* LESETEXT *
☆ ☆ ☆ ☆ ☆ ☆ ☆

Mit 17 Jahren hat er seine erste Anstellung

Die Schule bricht er vor dem Abitur ab, weil er einen Vertrag als Solo-Cellist beim Hamburger Rundfunkorchester in der Tasche hat. Er wechselt ans Opernhaus nach Hannover und schließlich nach Berlin. „Das Datum meines Dienstantritts war der 1. Januar 1956, der Tag, an dem Herbert von Karajan seinen Vertrag auf Lebenszeit erhielt.“

37 Jahre bleibt Borwitzky den Philharmonikern treu. Karajan schätzt seinen Cellisten so sehr, dass er ihm großzügig freigibt, wenn sich dessen Gastauftritte mit seinen Berliner Verpflichtungen überschneiden. Und so führt der Hamburger zwei Künstlerleben parallel, hat 35 Cellokonzerte im Repertoire und bildet gleichzeitig eine Konstante im Berliner Musikleben. Er gehört zur Gründergeneration der „12 Cellisten“ und engagiert sich ab 1979 in der Orchesterakademie.

Böhm, Barbirolli, Clytens, Mitropoulos, das sind legendäre Namen, derer sich Ottomar Borwitzky im Gespräch gerne erinnert. An Karajan bewundert er besonders die Fähigkeit zum gemeinsamen Atmen: „Man fühlte sich vom ihm getragen.“ Das Doppel-Konzert von Brahms hat er 82 Mal aufgeführt, am liebsten mit seinem philharmonischen Freund Thomas Brandis.

Er hat mit allen großen Dirigenten musiziert

Zu einem anderen seiner Glanzstücke wird Richard Strauss’ „Don Quixote“, in der Tondichtung übernimmt er dann auch im April 1993 bei seinem Abschiedskonzert noch einmal den Part des idealistischen Ritters. Denn übergibt er den Staffelstab an Ludwig Quandt, ihm verkauft er auch sein Cello.

Gerne wäre Ottomar Borwitzky als Pensionist zurück nach Hamburg gezogen. Doch seine Ehefrau plädierte für eine brandenburgische Idylle am See, wo sie ihre Kindertage verbrachte. Dort, südöstlich der Hauptstadt, lebt der Cellist auch an seinem 90. Geburtstag noch sehr gerne – und lauscht dem Plätschern des Wassers statt den Schallwellen der Berliner Philharmoniker.

☆ ☆ ☆ ☆ ☆ ☆ ☆

* GEGEBENE EINTRÄGE *
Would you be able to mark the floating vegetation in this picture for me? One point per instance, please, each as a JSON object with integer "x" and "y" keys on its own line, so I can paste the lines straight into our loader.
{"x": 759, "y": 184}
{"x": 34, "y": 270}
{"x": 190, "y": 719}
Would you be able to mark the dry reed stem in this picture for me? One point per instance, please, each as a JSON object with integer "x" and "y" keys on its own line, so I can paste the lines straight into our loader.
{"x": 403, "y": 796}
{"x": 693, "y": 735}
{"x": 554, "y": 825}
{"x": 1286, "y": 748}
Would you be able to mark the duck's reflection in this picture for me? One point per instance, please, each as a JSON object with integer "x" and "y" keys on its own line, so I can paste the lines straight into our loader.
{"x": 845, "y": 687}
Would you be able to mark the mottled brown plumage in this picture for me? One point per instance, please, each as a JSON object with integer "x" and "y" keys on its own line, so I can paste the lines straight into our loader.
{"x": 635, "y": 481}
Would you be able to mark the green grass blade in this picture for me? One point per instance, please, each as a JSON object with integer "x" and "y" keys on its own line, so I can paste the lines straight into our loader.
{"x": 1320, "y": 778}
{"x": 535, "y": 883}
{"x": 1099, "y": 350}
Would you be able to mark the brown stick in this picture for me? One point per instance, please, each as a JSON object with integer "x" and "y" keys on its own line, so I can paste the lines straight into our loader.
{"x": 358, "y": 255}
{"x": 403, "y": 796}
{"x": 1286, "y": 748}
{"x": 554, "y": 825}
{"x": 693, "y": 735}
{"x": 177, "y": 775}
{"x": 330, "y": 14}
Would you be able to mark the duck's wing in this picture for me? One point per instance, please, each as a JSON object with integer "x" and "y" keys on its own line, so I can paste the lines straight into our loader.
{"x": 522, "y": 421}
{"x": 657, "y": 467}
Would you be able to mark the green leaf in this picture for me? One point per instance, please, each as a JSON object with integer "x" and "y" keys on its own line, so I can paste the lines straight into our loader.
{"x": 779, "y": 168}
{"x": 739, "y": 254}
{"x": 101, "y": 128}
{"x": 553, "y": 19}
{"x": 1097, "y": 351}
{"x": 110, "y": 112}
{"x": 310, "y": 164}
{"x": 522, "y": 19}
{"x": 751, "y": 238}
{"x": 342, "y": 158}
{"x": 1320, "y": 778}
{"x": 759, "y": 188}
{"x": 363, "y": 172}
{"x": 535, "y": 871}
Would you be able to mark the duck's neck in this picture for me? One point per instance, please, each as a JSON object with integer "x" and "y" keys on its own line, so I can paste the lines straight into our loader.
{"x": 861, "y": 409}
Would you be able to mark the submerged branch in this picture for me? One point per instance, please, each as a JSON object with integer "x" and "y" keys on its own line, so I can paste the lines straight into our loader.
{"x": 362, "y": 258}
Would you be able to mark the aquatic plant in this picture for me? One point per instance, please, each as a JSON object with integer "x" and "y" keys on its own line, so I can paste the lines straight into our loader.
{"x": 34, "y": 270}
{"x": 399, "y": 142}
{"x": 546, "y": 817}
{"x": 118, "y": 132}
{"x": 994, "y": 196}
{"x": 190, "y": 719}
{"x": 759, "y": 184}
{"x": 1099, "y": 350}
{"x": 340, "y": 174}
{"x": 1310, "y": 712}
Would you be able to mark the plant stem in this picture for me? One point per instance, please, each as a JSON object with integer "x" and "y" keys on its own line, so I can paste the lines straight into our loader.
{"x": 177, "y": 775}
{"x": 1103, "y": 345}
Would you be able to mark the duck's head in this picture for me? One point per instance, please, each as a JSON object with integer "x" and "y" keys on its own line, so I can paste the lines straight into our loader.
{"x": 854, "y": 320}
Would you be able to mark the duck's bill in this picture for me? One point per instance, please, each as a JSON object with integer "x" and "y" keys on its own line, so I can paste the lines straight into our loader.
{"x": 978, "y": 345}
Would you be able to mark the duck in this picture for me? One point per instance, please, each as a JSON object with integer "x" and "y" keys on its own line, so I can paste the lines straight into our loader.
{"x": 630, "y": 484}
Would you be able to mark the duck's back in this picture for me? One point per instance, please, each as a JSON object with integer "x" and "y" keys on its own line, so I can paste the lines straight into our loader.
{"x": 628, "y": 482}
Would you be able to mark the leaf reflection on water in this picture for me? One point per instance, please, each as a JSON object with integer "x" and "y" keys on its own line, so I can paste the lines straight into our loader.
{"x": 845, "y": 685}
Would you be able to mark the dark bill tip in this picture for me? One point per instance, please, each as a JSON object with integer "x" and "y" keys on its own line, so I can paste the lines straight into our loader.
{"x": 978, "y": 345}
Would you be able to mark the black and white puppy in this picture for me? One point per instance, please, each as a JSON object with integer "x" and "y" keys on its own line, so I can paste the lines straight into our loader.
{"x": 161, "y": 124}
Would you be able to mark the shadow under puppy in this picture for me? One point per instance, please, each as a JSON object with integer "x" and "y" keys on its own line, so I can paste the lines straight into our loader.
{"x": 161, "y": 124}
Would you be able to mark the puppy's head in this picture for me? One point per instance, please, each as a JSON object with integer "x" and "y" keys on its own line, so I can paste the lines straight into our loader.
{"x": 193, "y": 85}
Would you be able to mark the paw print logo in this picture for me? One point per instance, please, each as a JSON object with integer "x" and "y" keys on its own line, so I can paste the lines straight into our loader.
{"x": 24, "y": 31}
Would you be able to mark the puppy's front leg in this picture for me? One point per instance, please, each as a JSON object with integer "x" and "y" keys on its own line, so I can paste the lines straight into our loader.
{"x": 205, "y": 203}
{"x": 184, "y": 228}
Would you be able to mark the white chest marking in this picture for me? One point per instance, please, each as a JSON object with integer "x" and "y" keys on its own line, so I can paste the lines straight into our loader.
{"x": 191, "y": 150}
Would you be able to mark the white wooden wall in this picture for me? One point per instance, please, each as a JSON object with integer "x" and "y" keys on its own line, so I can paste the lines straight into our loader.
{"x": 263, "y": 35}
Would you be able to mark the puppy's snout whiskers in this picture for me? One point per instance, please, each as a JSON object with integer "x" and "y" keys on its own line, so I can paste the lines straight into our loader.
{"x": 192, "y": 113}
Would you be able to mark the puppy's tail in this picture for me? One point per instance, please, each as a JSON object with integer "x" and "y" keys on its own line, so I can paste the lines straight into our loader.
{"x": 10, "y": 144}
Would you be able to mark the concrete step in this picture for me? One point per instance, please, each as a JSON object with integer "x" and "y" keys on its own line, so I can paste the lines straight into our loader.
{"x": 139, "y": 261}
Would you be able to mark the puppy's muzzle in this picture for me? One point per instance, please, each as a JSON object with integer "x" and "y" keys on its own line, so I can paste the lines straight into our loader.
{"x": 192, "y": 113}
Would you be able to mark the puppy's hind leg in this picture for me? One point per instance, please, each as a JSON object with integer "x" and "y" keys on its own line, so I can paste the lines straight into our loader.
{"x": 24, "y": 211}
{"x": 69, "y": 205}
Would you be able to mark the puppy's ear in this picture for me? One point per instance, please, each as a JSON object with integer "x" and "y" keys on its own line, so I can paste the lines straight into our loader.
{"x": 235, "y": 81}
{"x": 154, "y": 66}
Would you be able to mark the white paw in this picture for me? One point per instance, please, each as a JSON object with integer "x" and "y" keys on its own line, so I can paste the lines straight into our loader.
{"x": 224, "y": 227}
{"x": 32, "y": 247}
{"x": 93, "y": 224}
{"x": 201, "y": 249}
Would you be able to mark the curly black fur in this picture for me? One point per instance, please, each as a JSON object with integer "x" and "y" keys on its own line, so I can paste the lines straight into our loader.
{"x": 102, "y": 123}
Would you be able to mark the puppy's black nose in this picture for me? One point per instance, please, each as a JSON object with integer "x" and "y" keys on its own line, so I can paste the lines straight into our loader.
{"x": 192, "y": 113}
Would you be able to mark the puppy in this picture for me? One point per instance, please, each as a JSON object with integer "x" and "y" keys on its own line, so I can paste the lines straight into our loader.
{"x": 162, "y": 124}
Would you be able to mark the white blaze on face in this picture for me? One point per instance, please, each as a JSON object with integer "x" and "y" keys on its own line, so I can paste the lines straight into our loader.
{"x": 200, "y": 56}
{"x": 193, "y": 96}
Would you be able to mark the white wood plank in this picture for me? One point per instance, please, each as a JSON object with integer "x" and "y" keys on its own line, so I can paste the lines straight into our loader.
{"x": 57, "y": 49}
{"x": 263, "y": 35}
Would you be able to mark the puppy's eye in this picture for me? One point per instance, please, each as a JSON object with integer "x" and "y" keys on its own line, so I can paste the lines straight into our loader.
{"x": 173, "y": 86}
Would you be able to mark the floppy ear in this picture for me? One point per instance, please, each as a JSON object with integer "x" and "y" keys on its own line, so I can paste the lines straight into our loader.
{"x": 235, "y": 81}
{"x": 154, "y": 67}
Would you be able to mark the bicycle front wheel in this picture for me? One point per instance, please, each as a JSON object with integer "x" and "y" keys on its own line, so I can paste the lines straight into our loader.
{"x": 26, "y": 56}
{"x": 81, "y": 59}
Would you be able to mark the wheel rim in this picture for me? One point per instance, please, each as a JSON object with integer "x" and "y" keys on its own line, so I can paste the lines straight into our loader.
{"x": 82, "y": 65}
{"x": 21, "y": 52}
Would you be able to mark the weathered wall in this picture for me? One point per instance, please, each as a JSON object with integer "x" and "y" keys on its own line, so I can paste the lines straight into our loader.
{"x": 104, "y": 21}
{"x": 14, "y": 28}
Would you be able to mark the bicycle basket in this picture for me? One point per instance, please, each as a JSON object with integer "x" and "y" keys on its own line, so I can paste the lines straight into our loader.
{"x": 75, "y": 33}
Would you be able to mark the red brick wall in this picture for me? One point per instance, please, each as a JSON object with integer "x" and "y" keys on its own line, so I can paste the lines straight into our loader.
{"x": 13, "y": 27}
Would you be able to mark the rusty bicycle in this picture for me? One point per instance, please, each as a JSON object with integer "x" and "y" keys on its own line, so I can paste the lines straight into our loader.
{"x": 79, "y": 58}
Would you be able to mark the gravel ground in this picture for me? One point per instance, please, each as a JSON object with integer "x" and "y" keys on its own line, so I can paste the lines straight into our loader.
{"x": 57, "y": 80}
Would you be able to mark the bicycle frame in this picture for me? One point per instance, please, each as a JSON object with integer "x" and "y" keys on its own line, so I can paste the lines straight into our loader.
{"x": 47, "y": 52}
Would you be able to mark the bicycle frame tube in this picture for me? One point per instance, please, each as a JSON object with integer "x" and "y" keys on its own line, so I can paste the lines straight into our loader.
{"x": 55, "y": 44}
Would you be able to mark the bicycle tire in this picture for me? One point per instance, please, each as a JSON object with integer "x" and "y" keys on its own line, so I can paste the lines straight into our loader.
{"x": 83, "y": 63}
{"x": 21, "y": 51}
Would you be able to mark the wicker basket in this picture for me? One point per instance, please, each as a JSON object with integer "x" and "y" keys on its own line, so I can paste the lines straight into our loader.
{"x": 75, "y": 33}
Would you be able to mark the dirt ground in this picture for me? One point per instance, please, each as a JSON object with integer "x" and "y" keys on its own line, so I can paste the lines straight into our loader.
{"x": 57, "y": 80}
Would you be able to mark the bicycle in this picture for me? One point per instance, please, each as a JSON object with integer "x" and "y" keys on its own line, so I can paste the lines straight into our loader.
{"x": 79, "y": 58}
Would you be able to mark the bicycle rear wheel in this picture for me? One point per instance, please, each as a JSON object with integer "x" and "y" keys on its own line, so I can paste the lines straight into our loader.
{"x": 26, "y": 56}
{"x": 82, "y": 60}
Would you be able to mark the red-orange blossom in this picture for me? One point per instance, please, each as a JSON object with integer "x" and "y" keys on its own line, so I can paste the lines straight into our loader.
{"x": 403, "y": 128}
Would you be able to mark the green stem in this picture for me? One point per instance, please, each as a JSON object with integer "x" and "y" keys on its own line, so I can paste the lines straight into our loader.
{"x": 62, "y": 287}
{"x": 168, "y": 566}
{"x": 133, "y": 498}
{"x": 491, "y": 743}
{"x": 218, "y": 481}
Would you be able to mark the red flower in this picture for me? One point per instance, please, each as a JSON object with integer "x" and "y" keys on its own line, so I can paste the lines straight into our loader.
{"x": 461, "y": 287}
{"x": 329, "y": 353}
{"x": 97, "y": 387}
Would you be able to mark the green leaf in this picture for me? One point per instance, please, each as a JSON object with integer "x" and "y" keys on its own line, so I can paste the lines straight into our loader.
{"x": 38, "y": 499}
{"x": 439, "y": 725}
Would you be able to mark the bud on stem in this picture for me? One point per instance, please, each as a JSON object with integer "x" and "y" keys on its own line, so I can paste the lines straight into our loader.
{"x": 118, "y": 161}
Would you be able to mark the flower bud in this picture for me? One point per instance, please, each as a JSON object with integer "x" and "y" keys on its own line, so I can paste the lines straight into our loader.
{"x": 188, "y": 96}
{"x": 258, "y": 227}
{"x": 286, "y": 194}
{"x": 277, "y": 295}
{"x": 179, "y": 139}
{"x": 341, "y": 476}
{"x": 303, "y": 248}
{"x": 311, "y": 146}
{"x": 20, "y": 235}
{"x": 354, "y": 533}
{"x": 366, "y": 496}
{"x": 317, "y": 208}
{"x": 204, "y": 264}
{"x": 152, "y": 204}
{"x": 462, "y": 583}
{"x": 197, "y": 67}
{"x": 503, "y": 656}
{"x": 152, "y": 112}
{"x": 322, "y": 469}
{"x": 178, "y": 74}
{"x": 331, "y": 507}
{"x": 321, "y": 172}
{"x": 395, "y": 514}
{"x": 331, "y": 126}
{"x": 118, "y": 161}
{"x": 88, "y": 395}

☆ ☆ ☆ ☆ ☆ ☆ ☆

* AUFGABE A *
Schreibe aus dem Text über Ottomar Borwitzky die Passage von „Die Schule bricht“ bis „in der Orchesterakademie.“ wortgetreu ab.
* AUFGABE B *
Fasse den Text über Ottomar Borwitzky in drei Sätzen zusammen.

* LÖSUNG A *
Die Schule bricht er vor dem Abitur ab, weil er einen Vertrag als Solo-Cellist beim Hamburger Rundfunkorchester in der Tasche hat. Er wechselt ans Opernhaus nach Hannover und schließlich nach Berlin. „Das Datum meines Dienstantritts war der 1. Januar 1956, der Tag, an dem Herbert von Karajan seinen Vertrag auf Lebenszeit erhielt.“

37 Jahre bleibt Borwitzky den Philharmonikern treu. Karajan schätzt seinen Cellisten so sehr, dass er ihm großzügig freigibt, wenn sich dessen Gastauftritte mit seinen Berliner Verpflichtungen überschneiden. Und so führt der Hamburger zwei Künstlerleben parallel, hat 35 Cellokonzerte im Repertoire und bildet gleichzeitig eine Konstante im Berliner Musikleben. Er gehört zur Gründergeneration der „12 Cellisten“ und engagiert sich ab 1979 in der Orchesterakademie.

* LÖSUNG B *
Nachdem Borwitzky die Schule vor dem Abitur abgebrochen hatte, wurde er Solo-Cellist beim Hamburger Rundfunkorchester, wechselte nach Hannover und trat am 1. Januar 1956 bei den Berliner Philharmonikern an, denen er 37 Jahre treu blieb. Karajan gab ihn großzügig für Gastauftritte frei, sodass er mit 35 Cellokonzerten im Repertoire ein zweites Künstlerleben führte, und im April 1993 spielte er bei seinem Abschiedskonzert noch einmal den Part des Ritters in Richard Strauss' „Don Quixote“. An seinem 90. Geburtstag lebt er in einer brandenburgischen Idylle an einem See südöstlich der Hauptstadt, wo seine Ehefrau ihre Kindertage verbrachte.